DOCUMENT EXTRACT:
** BEGIN **

Jewish Olympics: 10 Oregonians Bound for 19th Maccabiah Games

More than 9,000 athletes from 72 countries are expected to participate in the 19th Maccabiah Games in Israel July 18-30, including nine athletes and an accommodations manager from Oregon. The Maccabiah Games began in 1932 in what was then British-ruled Palestine. Held every four years in Israel, the Maccabiah Games now are the third-largest international sporting event after the Olympics and the World University Games.

The Maccabiah Games are intended not only to encourage athletic excellence, but also to foster a sense of Jewish belonging and pride among the participants, to which end juniors/youth/open athletes and staff will participate in the seven-day Israel Connect education and cultural program that takes athletes to cultural and historic sites to experience firsthand their own connection with Israel and Judaism. At least three members of the Oregon contingent have participated in the games before, though two will have different roles this time around.

** END **

EXERCISE TASK 1: In the records below, rewrite the stretch from the line containing "Place a point on the grass" through the line containing "[[296, 231], [148, 230], [451, 297], [864, 259], [705, 238]]", requests included, and raise every point coordinate in the answers by 94.

Records from a point labeling set:
** BEGIN **

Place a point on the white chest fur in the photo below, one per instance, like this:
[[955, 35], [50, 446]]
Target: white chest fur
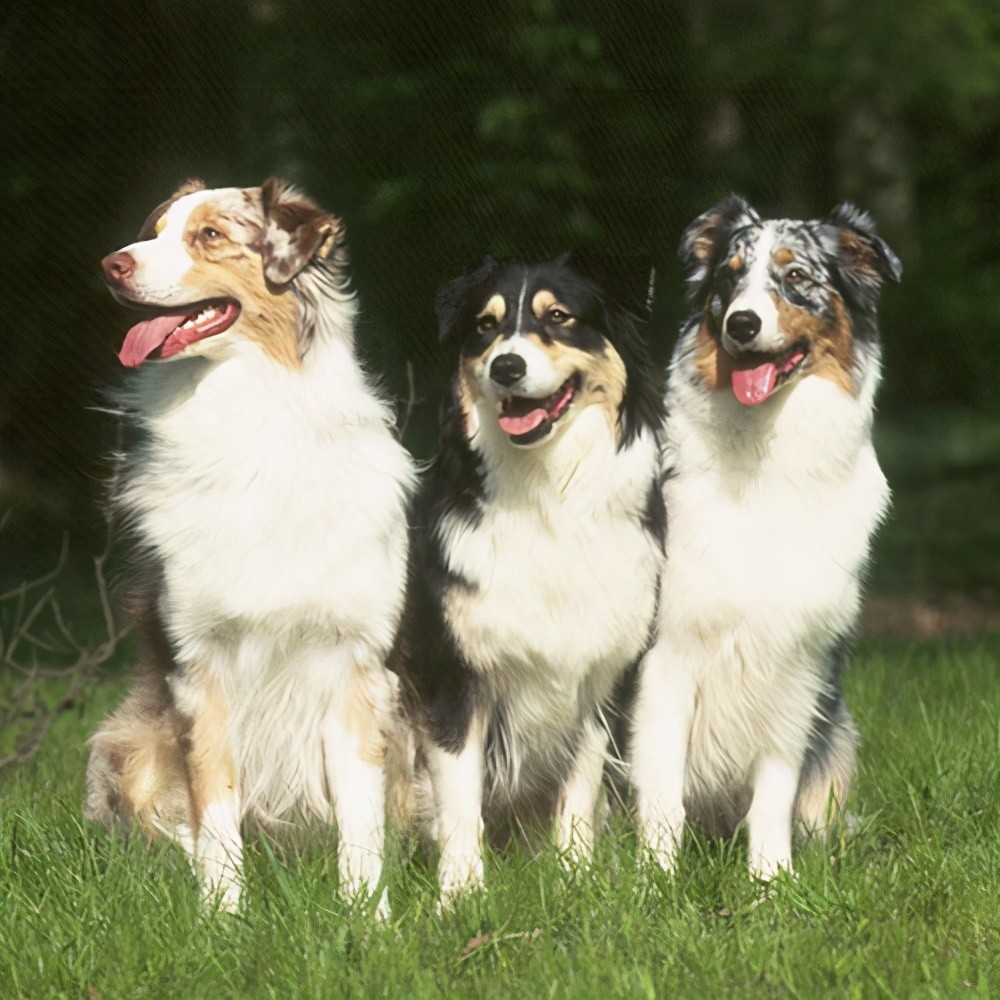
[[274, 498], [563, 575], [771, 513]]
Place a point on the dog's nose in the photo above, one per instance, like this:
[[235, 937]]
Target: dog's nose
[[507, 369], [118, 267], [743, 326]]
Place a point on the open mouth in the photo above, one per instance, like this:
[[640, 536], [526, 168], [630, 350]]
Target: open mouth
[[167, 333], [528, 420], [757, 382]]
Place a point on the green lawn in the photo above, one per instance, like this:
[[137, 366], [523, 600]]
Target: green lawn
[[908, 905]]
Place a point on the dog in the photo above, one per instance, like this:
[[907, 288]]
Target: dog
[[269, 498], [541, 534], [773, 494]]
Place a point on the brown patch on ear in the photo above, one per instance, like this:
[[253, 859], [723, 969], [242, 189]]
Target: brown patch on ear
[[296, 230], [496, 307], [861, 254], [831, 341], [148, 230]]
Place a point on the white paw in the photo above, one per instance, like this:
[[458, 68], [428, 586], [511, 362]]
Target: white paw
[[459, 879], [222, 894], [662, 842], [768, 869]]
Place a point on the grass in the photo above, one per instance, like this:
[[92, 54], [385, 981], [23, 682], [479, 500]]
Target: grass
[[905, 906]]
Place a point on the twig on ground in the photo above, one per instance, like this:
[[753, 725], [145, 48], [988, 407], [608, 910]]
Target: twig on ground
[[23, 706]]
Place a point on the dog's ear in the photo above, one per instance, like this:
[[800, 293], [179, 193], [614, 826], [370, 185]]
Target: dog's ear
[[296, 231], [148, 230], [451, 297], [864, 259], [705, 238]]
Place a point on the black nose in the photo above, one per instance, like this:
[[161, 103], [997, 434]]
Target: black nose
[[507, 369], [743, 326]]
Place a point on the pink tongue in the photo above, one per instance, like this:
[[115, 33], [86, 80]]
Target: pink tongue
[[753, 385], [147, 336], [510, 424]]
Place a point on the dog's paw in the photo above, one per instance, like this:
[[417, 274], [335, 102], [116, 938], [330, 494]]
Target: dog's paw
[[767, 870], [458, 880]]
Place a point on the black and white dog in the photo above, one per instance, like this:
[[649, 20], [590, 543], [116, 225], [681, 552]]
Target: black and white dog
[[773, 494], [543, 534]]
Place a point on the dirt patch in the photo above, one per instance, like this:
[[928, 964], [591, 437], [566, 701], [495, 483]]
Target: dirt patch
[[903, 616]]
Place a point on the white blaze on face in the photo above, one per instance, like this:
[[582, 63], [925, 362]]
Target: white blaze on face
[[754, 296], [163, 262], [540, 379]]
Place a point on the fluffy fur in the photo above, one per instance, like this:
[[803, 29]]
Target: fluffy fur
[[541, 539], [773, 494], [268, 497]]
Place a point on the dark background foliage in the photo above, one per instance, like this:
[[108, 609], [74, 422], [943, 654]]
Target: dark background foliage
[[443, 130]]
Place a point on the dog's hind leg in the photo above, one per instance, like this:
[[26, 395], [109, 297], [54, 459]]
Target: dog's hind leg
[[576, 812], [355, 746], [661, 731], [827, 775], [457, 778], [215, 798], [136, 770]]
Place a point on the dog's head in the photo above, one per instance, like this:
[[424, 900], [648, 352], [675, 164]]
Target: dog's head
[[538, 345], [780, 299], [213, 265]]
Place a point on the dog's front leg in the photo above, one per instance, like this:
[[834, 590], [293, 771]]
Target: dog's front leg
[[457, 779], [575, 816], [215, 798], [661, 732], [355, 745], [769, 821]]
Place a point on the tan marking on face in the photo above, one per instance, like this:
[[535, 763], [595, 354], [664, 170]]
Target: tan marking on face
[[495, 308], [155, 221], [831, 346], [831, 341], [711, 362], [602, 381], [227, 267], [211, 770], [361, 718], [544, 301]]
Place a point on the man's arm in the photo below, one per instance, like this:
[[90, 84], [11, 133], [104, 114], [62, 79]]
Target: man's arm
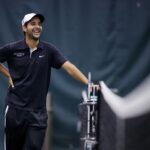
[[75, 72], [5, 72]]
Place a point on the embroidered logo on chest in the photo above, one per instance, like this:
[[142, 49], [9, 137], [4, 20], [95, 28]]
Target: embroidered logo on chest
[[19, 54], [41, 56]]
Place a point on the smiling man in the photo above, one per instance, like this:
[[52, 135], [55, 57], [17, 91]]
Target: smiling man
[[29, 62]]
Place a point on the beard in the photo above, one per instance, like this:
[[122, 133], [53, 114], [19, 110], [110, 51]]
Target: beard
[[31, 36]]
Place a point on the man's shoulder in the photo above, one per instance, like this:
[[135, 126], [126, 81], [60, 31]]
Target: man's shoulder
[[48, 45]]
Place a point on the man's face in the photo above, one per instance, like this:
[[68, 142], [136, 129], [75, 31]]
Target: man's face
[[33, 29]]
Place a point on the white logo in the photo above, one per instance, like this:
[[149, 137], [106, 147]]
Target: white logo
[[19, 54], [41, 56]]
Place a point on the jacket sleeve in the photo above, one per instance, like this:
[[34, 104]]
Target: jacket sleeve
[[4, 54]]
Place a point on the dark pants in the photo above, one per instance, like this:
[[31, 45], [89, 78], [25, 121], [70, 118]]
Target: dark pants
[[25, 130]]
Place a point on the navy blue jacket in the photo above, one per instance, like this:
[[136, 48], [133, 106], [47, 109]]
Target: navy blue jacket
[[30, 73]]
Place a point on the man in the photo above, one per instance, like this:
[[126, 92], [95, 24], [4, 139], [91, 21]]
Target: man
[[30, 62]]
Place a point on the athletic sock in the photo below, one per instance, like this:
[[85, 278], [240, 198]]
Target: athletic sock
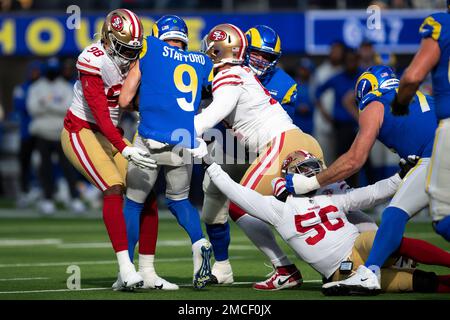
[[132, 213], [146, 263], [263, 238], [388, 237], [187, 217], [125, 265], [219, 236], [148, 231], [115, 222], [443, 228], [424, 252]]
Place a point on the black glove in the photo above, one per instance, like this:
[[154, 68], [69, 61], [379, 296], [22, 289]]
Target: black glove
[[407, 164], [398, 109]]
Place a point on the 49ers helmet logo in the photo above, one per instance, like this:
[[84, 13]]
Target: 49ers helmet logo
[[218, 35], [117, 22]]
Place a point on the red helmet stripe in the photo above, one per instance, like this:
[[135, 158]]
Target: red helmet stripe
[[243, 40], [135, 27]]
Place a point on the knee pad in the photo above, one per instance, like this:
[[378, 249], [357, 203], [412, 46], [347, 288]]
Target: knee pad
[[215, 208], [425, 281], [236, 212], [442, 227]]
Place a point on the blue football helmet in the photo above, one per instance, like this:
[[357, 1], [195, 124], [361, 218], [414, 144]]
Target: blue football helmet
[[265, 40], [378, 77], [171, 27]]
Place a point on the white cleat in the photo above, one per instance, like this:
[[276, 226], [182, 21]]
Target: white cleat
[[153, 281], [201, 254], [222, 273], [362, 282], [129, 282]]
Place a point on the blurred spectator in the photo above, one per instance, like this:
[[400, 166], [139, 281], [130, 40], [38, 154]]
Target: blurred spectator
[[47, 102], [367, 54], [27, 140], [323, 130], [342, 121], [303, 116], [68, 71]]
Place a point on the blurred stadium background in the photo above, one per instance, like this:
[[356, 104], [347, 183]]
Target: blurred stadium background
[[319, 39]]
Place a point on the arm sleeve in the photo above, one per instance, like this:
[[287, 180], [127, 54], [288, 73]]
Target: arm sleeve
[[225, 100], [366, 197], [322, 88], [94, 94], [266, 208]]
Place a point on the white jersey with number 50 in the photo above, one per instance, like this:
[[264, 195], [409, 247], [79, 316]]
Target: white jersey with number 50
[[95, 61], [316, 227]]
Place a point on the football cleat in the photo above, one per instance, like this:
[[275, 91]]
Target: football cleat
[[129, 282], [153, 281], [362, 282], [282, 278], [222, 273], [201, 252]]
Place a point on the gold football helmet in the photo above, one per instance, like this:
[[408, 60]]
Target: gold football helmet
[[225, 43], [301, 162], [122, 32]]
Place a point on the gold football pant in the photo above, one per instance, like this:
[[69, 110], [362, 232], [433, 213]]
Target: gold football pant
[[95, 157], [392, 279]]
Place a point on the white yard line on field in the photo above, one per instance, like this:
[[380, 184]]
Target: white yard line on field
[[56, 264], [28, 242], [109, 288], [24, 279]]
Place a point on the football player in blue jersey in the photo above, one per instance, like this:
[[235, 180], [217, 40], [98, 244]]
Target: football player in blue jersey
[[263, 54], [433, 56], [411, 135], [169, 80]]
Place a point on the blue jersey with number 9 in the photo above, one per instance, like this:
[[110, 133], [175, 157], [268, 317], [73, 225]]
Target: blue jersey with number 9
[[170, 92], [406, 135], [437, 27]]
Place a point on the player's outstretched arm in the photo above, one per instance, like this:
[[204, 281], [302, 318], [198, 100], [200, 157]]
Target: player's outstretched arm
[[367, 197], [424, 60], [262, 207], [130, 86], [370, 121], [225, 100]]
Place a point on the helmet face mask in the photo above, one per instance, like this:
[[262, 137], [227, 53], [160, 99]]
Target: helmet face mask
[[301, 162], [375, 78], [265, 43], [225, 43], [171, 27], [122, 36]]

** END **
** BEGIN **

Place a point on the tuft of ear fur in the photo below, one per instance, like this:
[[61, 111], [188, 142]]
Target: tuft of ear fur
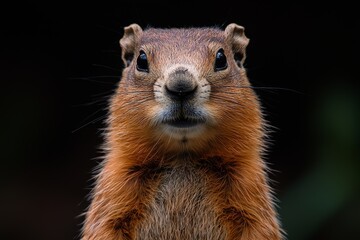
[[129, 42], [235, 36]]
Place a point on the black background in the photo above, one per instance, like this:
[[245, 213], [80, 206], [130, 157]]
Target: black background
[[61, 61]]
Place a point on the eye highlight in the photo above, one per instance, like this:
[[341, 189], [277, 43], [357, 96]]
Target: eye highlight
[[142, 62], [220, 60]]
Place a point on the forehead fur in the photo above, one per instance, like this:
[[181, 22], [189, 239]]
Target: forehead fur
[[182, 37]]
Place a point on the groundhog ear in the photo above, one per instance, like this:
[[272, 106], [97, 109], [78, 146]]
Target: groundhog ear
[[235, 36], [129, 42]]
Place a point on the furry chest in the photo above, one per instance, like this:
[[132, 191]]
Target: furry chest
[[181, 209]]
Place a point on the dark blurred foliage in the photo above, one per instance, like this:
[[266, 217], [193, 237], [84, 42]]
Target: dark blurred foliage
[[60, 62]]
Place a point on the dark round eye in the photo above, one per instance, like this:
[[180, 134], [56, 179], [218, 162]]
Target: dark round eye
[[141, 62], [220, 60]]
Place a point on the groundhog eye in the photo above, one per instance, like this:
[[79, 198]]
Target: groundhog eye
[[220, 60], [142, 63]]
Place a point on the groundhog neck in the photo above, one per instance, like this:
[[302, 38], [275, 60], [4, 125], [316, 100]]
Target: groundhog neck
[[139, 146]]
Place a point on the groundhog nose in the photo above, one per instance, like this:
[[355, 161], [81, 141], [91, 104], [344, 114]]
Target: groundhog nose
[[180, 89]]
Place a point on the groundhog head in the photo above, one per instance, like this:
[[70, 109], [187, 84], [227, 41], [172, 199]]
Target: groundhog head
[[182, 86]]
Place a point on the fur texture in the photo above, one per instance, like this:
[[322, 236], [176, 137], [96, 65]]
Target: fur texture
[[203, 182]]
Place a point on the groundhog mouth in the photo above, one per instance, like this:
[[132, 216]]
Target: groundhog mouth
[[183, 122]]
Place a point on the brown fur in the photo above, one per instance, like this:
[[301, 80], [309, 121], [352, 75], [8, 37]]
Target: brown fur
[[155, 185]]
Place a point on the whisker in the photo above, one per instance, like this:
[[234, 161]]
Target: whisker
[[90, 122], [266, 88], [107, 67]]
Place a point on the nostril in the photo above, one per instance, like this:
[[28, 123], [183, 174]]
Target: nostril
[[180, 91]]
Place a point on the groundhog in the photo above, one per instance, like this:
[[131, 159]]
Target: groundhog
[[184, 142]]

** END **

EXERCISE TASK 2: Reproduce the stretch of the Maccabiah Games article from "The Maccabiah Games are" through "this time around.".

CORRECT RESULT 1:
Place a point on the grass in the photo above, one per instance, like this:
[[92, 54], [385, 981], [23, 682], [479, 500]]
Target: grass
[[999, 1000]]
Place a point on the twig on ground in the photo above, one per instance, like this:
[[753, 725], [145, 48], [988, 407], [608, 910]]
Target: twig on ground
[[117, 800]]
Place a point on the dog's ear in the photo above, one per instance, like this:
[[800, 293], [179, 193], [614, 826], [370, 185]]
Target: dog's ear
[[390, 325], [242, 324], [545, 391], [958, 353], [799, 332]]

CORRECT RESULT 2:
The Maccabiah Games are intended not only to encourage athletic excellence, but also to foster a sense of Jewish belonging and pride among the participants, to which end juniors/youth/open athletes and staff will participate in the seven-day Israel Connect education and cultural program that takes athletes to cultural and historic sites to experience firsthand their own connection with Israel and Judaism. At least three members of the Oregon contingent have participated in the games before, though two will have different roles this time around.